--- The request ---
The listing below should be written out exactly; please include all of it.

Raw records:
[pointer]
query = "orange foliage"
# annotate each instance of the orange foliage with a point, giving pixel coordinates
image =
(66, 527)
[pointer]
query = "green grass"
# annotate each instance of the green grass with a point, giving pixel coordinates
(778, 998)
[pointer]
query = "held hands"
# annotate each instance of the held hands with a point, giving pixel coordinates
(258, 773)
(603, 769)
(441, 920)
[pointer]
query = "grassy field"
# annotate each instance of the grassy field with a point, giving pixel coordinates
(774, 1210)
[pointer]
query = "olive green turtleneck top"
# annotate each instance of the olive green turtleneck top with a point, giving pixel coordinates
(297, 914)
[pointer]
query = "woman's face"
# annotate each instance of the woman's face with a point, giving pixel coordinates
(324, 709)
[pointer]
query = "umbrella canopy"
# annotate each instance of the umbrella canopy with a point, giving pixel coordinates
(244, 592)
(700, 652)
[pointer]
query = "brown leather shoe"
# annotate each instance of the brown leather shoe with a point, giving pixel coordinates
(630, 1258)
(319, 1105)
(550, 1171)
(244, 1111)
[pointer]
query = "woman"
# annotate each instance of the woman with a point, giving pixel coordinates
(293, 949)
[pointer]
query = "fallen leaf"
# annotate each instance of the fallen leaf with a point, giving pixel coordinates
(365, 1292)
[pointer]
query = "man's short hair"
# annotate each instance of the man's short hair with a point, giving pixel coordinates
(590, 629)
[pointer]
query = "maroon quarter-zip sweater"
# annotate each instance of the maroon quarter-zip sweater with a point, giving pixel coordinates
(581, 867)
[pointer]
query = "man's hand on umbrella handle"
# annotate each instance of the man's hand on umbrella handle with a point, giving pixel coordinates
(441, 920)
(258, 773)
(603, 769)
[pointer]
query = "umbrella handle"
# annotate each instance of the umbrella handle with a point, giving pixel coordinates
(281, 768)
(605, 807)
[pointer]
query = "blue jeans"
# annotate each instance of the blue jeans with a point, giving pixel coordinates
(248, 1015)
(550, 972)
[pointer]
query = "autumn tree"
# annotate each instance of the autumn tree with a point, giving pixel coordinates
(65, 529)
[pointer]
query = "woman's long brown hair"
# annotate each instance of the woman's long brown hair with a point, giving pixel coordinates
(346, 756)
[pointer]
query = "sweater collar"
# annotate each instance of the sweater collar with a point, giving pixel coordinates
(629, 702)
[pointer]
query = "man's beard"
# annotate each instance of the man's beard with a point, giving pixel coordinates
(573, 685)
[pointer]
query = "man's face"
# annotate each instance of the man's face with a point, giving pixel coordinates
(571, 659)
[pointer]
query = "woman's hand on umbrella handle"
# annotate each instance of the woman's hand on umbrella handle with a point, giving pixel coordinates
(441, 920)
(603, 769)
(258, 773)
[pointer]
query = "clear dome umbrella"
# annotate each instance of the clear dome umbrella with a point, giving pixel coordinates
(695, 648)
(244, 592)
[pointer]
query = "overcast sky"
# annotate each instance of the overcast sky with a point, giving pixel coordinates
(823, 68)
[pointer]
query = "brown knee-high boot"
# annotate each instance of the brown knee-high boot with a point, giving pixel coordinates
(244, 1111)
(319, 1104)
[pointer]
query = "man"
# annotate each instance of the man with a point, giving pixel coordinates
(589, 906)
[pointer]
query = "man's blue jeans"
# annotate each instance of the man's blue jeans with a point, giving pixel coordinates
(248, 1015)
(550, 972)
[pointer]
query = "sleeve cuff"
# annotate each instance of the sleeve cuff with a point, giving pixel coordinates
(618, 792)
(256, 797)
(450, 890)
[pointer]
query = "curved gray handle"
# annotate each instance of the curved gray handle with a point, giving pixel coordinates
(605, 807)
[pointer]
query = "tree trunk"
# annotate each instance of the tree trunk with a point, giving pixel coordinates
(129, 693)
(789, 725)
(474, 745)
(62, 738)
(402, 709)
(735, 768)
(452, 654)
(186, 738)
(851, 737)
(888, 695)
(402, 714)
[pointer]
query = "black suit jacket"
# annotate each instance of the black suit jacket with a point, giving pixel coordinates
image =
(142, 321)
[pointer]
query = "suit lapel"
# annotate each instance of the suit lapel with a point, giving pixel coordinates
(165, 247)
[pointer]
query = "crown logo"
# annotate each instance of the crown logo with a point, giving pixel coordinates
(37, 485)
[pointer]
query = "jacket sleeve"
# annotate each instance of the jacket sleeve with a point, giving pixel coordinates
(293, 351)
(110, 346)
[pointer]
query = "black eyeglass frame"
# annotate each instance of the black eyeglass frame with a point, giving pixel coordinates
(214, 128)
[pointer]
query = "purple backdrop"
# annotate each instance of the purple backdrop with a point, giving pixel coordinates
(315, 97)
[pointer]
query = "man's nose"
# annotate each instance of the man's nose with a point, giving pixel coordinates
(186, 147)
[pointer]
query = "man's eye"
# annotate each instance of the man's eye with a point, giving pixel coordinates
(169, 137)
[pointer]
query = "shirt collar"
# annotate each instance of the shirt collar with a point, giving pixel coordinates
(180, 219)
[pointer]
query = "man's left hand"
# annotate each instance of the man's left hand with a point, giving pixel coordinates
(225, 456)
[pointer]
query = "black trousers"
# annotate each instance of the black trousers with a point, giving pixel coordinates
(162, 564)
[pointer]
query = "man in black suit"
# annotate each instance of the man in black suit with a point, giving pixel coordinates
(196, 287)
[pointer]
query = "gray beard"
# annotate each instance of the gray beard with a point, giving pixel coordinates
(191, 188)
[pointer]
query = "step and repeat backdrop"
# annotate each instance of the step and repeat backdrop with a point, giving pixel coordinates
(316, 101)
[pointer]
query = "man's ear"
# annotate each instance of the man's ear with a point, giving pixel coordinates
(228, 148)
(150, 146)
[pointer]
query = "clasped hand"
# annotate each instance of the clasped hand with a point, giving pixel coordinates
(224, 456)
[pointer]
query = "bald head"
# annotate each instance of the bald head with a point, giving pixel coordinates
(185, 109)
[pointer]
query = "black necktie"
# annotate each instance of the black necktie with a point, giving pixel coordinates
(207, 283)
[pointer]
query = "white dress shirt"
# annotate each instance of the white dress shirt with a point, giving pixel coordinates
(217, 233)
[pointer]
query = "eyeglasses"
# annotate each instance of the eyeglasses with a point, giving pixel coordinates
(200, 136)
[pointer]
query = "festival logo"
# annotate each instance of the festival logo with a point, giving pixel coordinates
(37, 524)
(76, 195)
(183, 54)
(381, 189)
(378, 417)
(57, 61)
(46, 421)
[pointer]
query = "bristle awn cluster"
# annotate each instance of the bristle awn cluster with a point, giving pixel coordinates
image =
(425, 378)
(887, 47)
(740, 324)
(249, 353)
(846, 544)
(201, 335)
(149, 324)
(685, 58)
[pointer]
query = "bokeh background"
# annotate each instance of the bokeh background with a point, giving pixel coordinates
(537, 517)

--- Exercise response ---
[pointer]
query = "orange foliage"
# annotate each instance of the orange foliage with a point, giving pixel coordinates
image =
(66, 527)
[pointer]
query = "green grass"
# annotate each instance of the green grass with a point, giving pixel coordinates
(778, 998)
[pointer]
query = "held hands"
# annotate each instance of the held hands with a point, giving pixel coordinates
(258, 773)
(603, 769)
(441, 920)
[pointer]
query = "grassy field"
# annotate each instance of the grassy field with a point, giving pixel coordinates
(774, 1210)
[pointer]
query = "olive green turtleneck top"
# annotate each instance of the olive green turtleneck top with a point, giving pixel coordinates
(297, 914)
[pointer]
query = "woman's face"
# annotate each instance of the woman's face with a point, giving pixel coordinates
(324, 709)
[pointer]
query = "umbrella canopy"
# annotate each instance of the umbrella canopy with a point, giving pixel coordinates
(244, 592)
(700, 652)
[pointer]
query = "brown leather shoe"
# annotate each instance of the brown leather shoe with a point, giving pixel coordinates
(630, 1258)
(319, 1105)
(550, 1171)
(244, 1111)
[pointer]
query = "woman"
# annotate each instance of the woman with a point, giving pixel coordinates
(293, 949)
[pointer]
query = "fallen leaf"
# annotate each instance of the fallen leaf with a point, giving pixel coordinates
(365, 1292)
[pointer]
query = "man's short hair"
# annotate each instance of the man's short hair with a point, giving pixel coordinates
(590, 629)
[pointer]
query = "maroon quarter-zip sweater"
# annotate each instance of the maroon quarter-zip sweater with a point, giving pixel coordinates
(581, 867)
[pointer]
query = "man's hand on umbrella handle"
# annotate each instance of the man's hand on umbrella handle with a point, giving pixel coordinates
(441, 920)
(258, 773)
(603, 769)
[pointer]
query = "umbrella handle"
# annotate each instance of the umbrella handle with a point, giving pixel coordinates
(281, 768)
(605, 807)
[pointer]
query = "blue jeans"
# annotate each instance of the blue jeans with a point, giving pixel coordinates
(248, 1015)
(550, 972)
[pointer]
query = "autumn tree"
# annotate each instance of the autumn tree with a point, giving pixel coordinates
(65, 529)
[pointer]
query = "woman's long brown hair"
# annotate each instance of the woman's long brown hair with a point, giving pixel coordinates
(346, 756)
[pointer]
query = "sweater collar"
# annotate each instance of the sweater collar with a point, giving pixel coordinates
(629, 702)
[pointer]
query = "man's beard"
# annotate each instance of the man's beard with a point, giving pixel coordinates
(573, 685)
[pointer]
query = "man's face"
# annotate each instance of the man's face with a point, giving pixel coordinates
(571, 659)
[pointer]
query = "woman's hand on umbrella handle"
# annotate each instance of the woman's hand on umbrella handle with a point, giving pixel coordinates
(441, 920)
(603, 769)
(258, 773)
[pointer]
query = "clear dome umbrella"
# annotate each instance of the clear dome umbrella with a point, giving pixel coordinates
(695, 648)
(244, 592)
[pointer]
query = "overcast sky"
# annotate each instance of the overcast sky with a point, giving pixel coordinates
(823, 68)
[pointer]
query = "brown knee-high boot"
# annotate each instance of the brown knee-high boot with a point, giving pixel coordinates
(244, 1111)
(319, 1104)
[pointer]
query = "man"
# annotate each instance of the man with a point, giving pixel coordinates
(589, 906)
[pointer]
query = "man's blue jeans"
# annotate each instance of the man's blue jeans with a point, giving pixel coordinates
(248, 1015)
(550, 972)
[pointer]
query = "sleeve cuff"
# annotate each instance of the sleeve cuff with a point, giving pixel coordinates
(618, 792)
(256, 797)
(450, 890)
[pointer]
query = "curved gray handle"
# annotate each instance of the curved gray handle with a point, giving pixel coordinates
(605, 807)
[pointer]
query = "tree trunk"
# annotate each instance of the tree trunk with a point, giving pixel coordinates
(129, 693)
(789, 725)
(474, 745)
(62, 738)
(402, 709)
(735, 768)
(452, 654)
(186, 738)
(851, 737)
(888, 695)
(402, 714)
[pointer]
query = "black suit jacket"
# annotate each instance of the black suit jacket with a point, giving pixel coordinates
image =
(142, 321)
[pointer]
query = "suit lapel"
# annotate each instance of the suit lapel with a point, giving pixel coordinates
(165, 247)
[pointer]
query = "crown logo"
# annotate each instance of the crown logo with a point, giving pixel coordinates
(37, 485)
[pointer]
query = "jacket sleeve"
# annotate each instance of the jacket sleeve with a point, giving pixel coordinates
(293, 351)
(110, 346)
[pointer]
query = "black eyeglass frame"
# annotate each instance of the black eyeglass frame with a point, giving pixel coordinates
(214, 128)
[pointer]
query = "purple backdrop"
# annotate each instance of the purple backdrop with a point, giving pixel coordinates
(315, 97)
[pointer]
query = "man's nose"
# annotate each instance of the man's nose with a point, giving pixel coordinates
(186, 147)
[pointer]
query = "man's eye"
# annotate each instance of the man's eye with a point, giving pixel coordinates
(169, 137)
[pointer]
query = "shirt collar"
# annotate each instance of the shirt collar with a point, giving pixel coordinates
(180, 219)
[pointer]
query = "man's left hand"
# annotate each instance of the man's left hand with a point, giving pixel coordinates
(225, 456)
[pointer]
query = "black trousers"
# annotate each instance of the black trousers with a point, giving pixel coordinates
(162, 564)
[pointer]
query = "man in black suit"
# annotate each instance of the man in black suit with a point, giving pixel coordinates
(196, 287)
[pointer]
query = "gray beard"
# annotate each instance of the gray beard with a point, giving pixel coordinates
(191, 188)
[pointer]
query = "step and repeat backdrop"
# annotate each instance of the step and repeat backdrop with a point, giving pixel coordinates
(316, 101)
[pointer]
query = "man's ear"
# annotate each instance of the man's ear with a point, giving pixel coordinates
(228, 148)
(150, 146)
[pointer]
query = "clasped hand"
# annotate each instance of the clasped hand with a point, giving pixel coordinates
(224, 456)
[pointer]
query = "bald head"
# annotate each instance of the bald head with a point, giving pixel coordinates
(185, 109)
[pointer]
query = "black necktie"
# annotate each instance of the black necktie with a point, giving pixel coordinates
(207, 283)
[pointer]
query = "white dress shirt"
# annotate each instance of the white dress shirt with a point, giving pixel coordinates
(217, 233)
[pointer]
query = "eyeglasses"
# annotate each instance of the eyeglasses with a point, giving pixel coordinates
(200, 136)
[pointer]
query = "festival logo"
# annotate each instance of the festival logo with a point, giving pixel coordinates
(37, 524)
(76, 195)
(183, 54)
(381, 189)
(378, 417)
(57, 61)
(46, 421)
[pointer]
query = "bristle awn cluster"
# annotate each instance of the bristle awn cluster with a point, giving pixel coordinates
image =
(425, 378)
(887, 47)
(740, 324)
(249, 353)
(846, 544)
(201, 335)
(149, 324)
(685, 58)
[pointer]
query = "bokeh background"
# annotate each instance of the bokeh background with a point, giving pixel coordinates
(537, 517)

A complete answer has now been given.